* _Text under study_
Purpose: This study describes the epidemiology of Middle East respiratory syndrome coronavirus (MERS-CoV) in Saudi Arabia.

Patients and methods: Epidemiological analysis was performed on data from all MERS-CoV cases recorded by the Saudi Ministry of Health between June 6, 2013 and May 14, 2014. The frequency of cases and deaths was calculated and adjusted by month, sex, age group, and region. The average monthly temperature and humidity of infected regions throughout the year was also calculated.

Results: A total of 425 cases were recorded over the study period. The highest number of cases and deaths occurred between April and May 2014. Disease occurrence among men (260 cases [62%]) was higher than in women (162 cases [38%]), and the case fatality rate was higher for men (52%) than for women (23%). In addition, those in the 45–59 years and 60 years age groups were most likely to be infected, and the case fatality rate for these people was higher than for other groups. The highest number of cases and deaths were reported in Riyadh (169 cases; 43 deaths), followed by Jeddah (156 cases; 36 deaths) and the Eastern Region (24 cases; 22 deaths). The highest case fatality rate was in the Eastern Region (92%), followed by Medinah (36%) and Najran (33%). MERS-CoV infection actively causes disease in environments with low relative humidity (20%) and high temperature (15°C–35°C).

Conclusion: MERS-CoV is considered an epidemic in Saudi Arabia. The frequency of cases and deaths is higher among men than women, and those above 45 years of age are most affected. Low relative humidity and high temperature can enhance the spread of this disease in the entire population. Further analytical studies are required to determine the source and mode of infection in Saudi Arabia.

* _Your goal_
Quote the MERS-CoV summary word for word, starting at "Patients and methods: Epidemiological" and stopping after "was also calculated.". The material after this point is unrelated to the MERS-CoV summary.

* _Dataset entries_
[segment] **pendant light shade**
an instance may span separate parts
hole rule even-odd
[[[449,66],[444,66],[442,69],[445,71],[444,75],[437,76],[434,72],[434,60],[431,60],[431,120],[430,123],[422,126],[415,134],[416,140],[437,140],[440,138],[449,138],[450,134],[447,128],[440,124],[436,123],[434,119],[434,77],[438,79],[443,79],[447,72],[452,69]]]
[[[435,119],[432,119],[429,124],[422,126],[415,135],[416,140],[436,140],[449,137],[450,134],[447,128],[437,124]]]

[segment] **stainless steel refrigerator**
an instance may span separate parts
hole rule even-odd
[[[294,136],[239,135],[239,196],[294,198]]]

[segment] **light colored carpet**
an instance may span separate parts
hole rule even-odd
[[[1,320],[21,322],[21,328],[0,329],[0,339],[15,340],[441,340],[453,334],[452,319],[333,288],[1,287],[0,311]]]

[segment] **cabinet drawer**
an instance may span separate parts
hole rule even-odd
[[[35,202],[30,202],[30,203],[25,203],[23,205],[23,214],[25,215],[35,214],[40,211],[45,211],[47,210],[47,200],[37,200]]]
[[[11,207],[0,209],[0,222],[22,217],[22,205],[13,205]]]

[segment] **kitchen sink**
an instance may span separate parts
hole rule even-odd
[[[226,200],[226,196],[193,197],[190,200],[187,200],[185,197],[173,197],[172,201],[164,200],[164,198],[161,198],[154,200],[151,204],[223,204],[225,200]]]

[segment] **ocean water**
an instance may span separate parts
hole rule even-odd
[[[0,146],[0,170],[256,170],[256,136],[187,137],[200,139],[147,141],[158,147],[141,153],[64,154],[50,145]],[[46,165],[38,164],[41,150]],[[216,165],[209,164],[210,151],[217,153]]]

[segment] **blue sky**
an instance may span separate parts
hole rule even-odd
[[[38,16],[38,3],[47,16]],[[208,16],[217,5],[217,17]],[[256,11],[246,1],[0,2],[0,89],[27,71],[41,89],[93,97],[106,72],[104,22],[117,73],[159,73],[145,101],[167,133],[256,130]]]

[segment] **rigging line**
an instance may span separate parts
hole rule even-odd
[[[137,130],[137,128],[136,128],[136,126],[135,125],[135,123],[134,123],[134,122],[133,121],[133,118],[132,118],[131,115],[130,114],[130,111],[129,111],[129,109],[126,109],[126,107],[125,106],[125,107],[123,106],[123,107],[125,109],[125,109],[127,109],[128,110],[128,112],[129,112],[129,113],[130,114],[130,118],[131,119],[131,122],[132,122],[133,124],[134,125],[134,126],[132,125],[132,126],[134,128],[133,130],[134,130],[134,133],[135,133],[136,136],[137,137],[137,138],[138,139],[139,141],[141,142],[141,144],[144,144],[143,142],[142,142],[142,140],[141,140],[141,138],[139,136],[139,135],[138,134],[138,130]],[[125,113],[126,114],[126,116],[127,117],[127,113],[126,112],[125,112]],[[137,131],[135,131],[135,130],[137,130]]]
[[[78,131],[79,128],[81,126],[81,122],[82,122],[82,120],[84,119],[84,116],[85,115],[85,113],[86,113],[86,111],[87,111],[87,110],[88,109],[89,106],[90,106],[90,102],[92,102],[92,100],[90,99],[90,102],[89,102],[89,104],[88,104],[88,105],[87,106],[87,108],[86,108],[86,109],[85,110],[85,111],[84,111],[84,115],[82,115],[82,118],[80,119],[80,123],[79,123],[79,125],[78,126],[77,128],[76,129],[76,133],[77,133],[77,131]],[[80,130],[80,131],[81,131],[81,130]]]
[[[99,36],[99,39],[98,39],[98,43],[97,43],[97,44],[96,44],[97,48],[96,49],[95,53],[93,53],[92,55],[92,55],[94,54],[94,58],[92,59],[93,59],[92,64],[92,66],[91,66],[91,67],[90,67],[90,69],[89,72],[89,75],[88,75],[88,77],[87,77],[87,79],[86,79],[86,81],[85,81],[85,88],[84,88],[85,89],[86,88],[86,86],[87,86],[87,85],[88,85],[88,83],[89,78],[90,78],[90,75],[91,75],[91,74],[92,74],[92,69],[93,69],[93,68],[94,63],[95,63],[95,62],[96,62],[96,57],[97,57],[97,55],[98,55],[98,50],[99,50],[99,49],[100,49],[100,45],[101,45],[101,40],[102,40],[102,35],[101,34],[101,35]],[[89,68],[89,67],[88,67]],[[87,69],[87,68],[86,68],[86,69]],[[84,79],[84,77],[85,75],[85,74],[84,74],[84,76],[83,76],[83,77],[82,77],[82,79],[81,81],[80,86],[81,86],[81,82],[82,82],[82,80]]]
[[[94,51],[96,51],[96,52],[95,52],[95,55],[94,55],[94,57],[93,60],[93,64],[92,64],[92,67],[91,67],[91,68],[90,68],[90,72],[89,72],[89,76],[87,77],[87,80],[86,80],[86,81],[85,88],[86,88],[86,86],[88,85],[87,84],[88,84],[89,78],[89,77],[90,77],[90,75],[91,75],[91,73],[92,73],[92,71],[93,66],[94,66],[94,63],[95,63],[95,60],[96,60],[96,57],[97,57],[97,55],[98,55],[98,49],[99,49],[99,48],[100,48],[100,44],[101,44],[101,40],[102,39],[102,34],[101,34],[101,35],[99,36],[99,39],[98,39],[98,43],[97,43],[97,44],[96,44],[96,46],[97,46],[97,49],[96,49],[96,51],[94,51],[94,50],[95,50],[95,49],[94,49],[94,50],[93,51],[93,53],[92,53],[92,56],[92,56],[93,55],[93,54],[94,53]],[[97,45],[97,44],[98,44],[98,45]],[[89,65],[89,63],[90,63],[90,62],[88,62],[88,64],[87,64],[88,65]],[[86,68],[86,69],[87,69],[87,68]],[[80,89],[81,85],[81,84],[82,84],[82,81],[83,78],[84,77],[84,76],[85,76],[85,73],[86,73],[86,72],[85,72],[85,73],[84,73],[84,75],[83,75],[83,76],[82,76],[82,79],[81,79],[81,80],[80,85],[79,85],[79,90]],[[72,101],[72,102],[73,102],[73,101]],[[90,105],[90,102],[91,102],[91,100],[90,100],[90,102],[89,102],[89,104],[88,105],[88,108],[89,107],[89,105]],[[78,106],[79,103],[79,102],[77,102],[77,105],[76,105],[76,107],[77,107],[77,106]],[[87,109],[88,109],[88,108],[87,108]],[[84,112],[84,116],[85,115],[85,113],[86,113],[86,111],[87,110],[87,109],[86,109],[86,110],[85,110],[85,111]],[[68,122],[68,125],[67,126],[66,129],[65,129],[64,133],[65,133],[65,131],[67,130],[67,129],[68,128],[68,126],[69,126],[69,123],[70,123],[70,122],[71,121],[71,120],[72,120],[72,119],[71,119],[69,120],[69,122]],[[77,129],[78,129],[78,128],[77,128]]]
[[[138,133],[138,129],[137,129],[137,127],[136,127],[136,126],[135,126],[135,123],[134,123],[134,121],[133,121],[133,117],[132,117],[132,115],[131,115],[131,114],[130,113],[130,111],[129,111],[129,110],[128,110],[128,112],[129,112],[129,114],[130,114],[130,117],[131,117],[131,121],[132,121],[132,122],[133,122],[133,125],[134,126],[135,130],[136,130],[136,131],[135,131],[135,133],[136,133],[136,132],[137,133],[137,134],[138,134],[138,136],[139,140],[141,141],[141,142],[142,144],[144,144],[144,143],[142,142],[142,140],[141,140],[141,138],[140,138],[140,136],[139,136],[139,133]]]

* _Output for this task_
Patients and methods: Epidemiological analysis was performed on data from all MERS-CoV cases recorded by the Saudi Ministry of Health between June 6, 2013 and May 14, 2014. The frequency of cases and deaths was calculated and adjusted by month, sex, age group, and region. The average monthly temperature and humidity of infected regions throughout the year was also calculated.